= Records shown =
+++++
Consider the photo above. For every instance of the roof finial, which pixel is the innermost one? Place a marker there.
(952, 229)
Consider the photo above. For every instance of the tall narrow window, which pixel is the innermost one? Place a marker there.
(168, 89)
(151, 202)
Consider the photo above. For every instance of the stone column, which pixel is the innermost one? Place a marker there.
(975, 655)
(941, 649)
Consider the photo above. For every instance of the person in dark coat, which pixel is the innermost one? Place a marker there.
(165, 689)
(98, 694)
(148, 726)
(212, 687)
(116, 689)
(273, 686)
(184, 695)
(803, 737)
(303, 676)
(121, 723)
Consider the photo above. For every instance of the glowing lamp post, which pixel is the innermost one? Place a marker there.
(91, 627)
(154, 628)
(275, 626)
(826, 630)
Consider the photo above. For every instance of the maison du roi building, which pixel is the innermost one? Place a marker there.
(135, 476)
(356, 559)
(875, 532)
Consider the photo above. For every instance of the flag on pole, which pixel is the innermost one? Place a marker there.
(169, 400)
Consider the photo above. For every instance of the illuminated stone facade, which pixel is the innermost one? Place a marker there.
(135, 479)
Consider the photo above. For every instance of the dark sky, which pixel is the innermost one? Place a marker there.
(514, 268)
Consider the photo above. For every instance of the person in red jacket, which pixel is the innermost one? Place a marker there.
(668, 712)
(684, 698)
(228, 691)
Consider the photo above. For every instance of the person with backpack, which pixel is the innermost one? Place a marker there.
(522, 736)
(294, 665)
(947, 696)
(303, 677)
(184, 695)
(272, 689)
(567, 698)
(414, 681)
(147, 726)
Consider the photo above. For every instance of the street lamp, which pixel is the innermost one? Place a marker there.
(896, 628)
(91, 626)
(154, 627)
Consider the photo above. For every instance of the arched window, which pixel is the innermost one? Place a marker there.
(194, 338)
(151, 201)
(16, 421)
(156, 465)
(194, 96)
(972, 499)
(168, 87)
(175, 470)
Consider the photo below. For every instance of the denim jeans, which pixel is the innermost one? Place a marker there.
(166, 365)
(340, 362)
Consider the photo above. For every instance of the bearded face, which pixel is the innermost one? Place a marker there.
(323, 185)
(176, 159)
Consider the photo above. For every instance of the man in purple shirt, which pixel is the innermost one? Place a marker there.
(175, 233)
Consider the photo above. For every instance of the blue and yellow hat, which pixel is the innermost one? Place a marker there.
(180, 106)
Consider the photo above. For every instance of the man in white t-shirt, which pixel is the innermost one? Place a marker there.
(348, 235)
+++++
= What is expected =
Extract the whole listing, character for character.

= Written solution =
Consider the photo above. For every instance of the roof finial, which pixel is the innermost one? Place a marker there.
(952, 229)
Consider the photo above. For every instance of the tall narrow window, which pixel is the innermost one? Place a marker there.
(168, 89)
(151, 202)
Consider the photo above. For every instance of the stone column, which pixel is the innermost one? Place a marker there.
(975, 655)
(941, 649)
Consider the photo above. For every instance of the person in dark coat, which pixel is the innermost one? Place a marker there.
(165, 689)
(98, 694)
(148, 726)
(212, 687)
(116, 689)
(273, 686)
(184, 695)
(803, 737)
(303, 676)
(121, 723)
Consider the photo above. For every instance of the glowing lamp post, which pixel is the innermost one? Place a marker there.
(91, 627)
(154, 628)
(275, 626)
(826, 630)
Consider the photo above. For every instance of the maison du roi building, which pixel is the innermost one? Place a marker there.
(135, 476)
(356, 559)
(875, 532)
Consider the photo above. For every instance of the flag on pole, which pixel is the innermost one? Place a marker there.
(169, 400)
Consider the photo above. For every instance of the illuminated stone facade, which pixel is the innermost one? Place a marker there.
(135, 479)
Consider the photo above. For every instance of the dark sky, which pixel is the innermost one? Place a marker there.
(514, 268)
Consider the photo above. For every instance of the person in red jacket, which pixel is the innermost one? Place a marker there.
(668, 712)
(684, 698)
(228, 691)
Consider the photo above. For every instance of the person with backpack, which pixel is the innermost one? Place a marker there.
(522, 736)
(294, 665)
(947, 696)
(303, 677)
(184, 695)
(272, 689)
(567, 698)
(414, 681)
(147, 726)
Consider the photo above. For every instance of the street lamp, which pixel is the innermost one? Place a marker there.
(896, 628)
(91, 626)
(154, 627)
Consider the photo above. For every instance of the arched window, which pixel is the innermost one? Place a marker there.
(194, 338)
(151, 201)
(16, 421)
(156, 465)
(194, 96)
(972, 499)
(168, 87)
(175, 470)
Consider the photo below. For every instance of the denim jeans, which pixel is the innermost one? Place a marker there.
(166, 365)
(340, 362)
Consider the photo above. For every instance of the bearded face, which pixel is the innermost one? Place a marker there.
(323, 185)
(176, 159)
Consider the photo above. For every instance of the man in purple shirt, which pixel is the innermost one? Place a marker there.
(175, 233)
Consider the photo above. For every instance of the blue and yellow hat, which pixel is the innermost one? Place a marker there.
(180, 106)
Consider the photo above. For every instance of the man in white t-shirt, which pixel is the innermost one? Place a marker there.
(348, 235)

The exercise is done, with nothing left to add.